• **Stated task**
Please repeat every line of the records below word for word, without changing anything.

──────── Excerpted records

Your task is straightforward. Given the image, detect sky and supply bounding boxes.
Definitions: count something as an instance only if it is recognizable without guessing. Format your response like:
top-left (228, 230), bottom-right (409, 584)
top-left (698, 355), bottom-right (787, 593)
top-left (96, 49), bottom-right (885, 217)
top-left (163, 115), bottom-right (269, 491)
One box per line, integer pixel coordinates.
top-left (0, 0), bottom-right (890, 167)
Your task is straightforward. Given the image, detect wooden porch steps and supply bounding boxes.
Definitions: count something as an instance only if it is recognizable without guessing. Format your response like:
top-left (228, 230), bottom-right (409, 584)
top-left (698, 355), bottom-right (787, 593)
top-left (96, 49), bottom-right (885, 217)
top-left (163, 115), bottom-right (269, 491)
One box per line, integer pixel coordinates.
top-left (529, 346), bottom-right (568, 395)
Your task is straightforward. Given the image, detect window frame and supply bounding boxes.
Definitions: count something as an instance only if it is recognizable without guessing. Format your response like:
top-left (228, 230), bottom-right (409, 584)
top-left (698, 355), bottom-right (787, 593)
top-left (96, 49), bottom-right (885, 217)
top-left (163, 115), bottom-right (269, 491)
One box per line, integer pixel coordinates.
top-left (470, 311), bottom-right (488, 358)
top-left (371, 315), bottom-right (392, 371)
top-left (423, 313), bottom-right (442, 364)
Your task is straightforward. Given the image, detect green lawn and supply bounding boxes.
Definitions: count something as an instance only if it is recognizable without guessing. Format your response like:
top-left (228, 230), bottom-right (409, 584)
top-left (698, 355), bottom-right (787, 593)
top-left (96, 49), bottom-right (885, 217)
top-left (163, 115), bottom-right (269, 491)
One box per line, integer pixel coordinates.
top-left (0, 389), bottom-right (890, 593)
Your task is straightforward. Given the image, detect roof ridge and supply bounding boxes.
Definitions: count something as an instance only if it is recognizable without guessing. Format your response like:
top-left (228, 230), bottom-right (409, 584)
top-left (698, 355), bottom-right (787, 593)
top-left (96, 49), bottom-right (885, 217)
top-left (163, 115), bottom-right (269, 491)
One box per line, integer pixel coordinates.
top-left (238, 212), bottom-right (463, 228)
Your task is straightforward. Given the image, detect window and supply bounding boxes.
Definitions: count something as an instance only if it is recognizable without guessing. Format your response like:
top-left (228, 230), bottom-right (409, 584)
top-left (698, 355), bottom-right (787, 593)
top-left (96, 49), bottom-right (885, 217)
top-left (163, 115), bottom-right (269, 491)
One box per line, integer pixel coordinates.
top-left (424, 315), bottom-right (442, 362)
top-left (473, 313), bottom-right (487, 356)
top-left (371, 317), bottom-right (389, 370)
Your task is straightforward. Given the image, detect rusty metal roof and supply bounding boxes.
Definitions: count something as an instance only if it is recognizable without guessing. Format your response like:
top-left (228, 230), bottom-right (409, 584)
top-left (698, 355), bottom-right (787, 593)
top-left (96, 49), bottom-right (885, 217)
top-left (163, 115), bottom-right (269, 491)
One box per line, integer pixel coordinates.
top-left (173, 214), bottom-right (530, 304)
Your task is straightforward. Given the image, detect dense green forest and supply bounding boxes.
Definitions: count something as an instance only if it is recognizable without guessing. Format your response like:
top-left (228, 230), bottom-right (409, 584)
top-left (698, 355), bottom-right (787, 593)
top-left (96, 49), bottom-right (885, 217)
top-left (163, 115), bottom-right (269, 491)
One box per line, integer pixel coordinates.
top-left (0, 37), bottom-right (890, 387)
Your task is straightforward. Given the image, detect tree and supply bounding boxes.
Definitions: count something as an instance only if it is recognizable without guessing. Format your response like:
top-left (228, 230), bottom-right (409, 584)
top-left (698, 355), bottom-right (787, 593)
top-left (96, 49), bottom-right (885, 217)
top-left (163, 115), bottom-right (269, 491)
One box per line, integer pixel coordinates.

────────────────

• **Solved exercise**
Your task is straightforward. Given the image, detect sky and supply bounding boxes.
Definitions: count something as an instance only if it is recognizable without guessing. Format your response like:
top-left (228, 230), bottom-right (409, 584)
top-left (698, 355), bottom-right (787, 593)
top-left (96, 49), bottom-right (885, 217)
top-left (163, 115), bottom-right (269, 491)
One box per line, integer pixel coordinates.
top-left (0, 0), bottom-right (890, 167)
Your task is straightforward. Given the image, detect wooden porch steps and supply bounding boxes.
Definitions: count something as an instance only if it is recognizable without guessing. Format your response like:
top-left (228, 230), bottom-right (409, 584)
top-left (698, 355), bottom-right (787, 593)
top-left (96, 49), bottom-right (885, 217)
top-left (163, 115), bottom-right (269, 491)
One box per line, integer pixel coordinates.
top-left (529, 346), bottom-right (568, 395)
Your task is straightforward. Given the image, detect window frame and supply bounding boxes.
Definitions: count something as an instance only if it is recognizable without guessing. Format your response like:
top-left (228, 230), bottom-right (409, 584)
top-left (698, 355), bottom-right (787, 593)
top-left (96, 49), bottom-right (885, 217)
top-left (163, 115), bottom-right (269, 491)
One box per line, integer pixel coordinates.
top-left (470, 311), bottom-right (488, 358)
top-left (371, 315), bottom-right (392, 371)
top-left (423, 313), bottom-right (442, 364)
Your task is straightforward. Given the image, detect green lawn and supply bounding boxes.
Definitions: count something as an instance only if it is recognizable without guessing. Format your response like:
top-left (228, 230), bottom-right (409, 584)
top-left (698, 355), bottom-right (787, 593)
top-left (96, 49), bottom-right (885, 217)
top-left (163, 115), bottom-right (269, 491)
One box per line, integer pixel coordinates.
top-left (0, 389), bottom-right (890, 593)
Your task is straightforward. Given the image, detect roof ridge and supply bounding boxes.
Definitions: count something as an instance only if it is recognizable without guessing. Format your response like:
top-left (228, 230), bottom-right (409, 584)
top-left (698, 355), bottom-right (787, 593)
top-left (96, 49), bottom-right (885, 217)
top-left (163, 115), bottom-right (269, 491)
One box per line, integer pixel coordinates.
top-left (238, 212), bottom-right (463, 228)
Your task is straightforward. Given the image, detect window and supply bounding boxes.
Definitions: count something as an instance only if it is recognizable without guessing. Format your response like:
top-left (228, 230), bottom-right (409, 584)
top-left (698, 355), bottom-right (787, 593)
top-left (96, 49), bottom-right (885, 217)
top-left (163, 115), bottom-right (269, 491)
One box per line, integer pixel coordinates.
top-left (424, 315), bottom-right (442, 362)
top-left (473, 313), bottom-right (487, 356)
top-left (371, 317), bottom-right (389, 370)
Your task is straightforward. Given the image, detect rusty metal roof and supply bounding boxes.
Definitions: count something as an instance only if it is recognizable without guessing. Format your response like:
top-left (228, 230), bottom-right (409, 584)
top-left (698, 355), bottom-right (787, 593)
top-left (96, 49), bottom-right (885, 217)
top-left (163, 115), bottom-right (269, 491)
One box per line, integer pixel coordinates.
top-left (173, 214), bottom-right (530, 304)
Your task is straightforward. Given the image, detect dense green forest and supply bounding boxes.
Definitions: count something as an instance only if it is recognizable without guessing. Format your response like:
top-left (228, 230), bottom-right (409, 584)
top-left (698, 355), bottom-right (787, 593)
top-left (96, 49), bottom-right (885, 217)
top-left (163, 115), bottom-right (269, 491)
One box per line, integer pixel coordinates.
top-left (0, 37), bottom-right (890, 387)
Your task is straightforward. Given the image, detect tree and supply bounding boxes.
Definitions: count something as an instance only if it is recognizable without guessing. Format your response like:
top-left (228, 230), bottom-right (409, 584)
top-left (698, 355), bottom-right (787, 593)
top-left (96, 49), bottom-right (885, 217)
top-left (163, 115), bottom-right (269, 491)
One box per line, integer pixel coordinates.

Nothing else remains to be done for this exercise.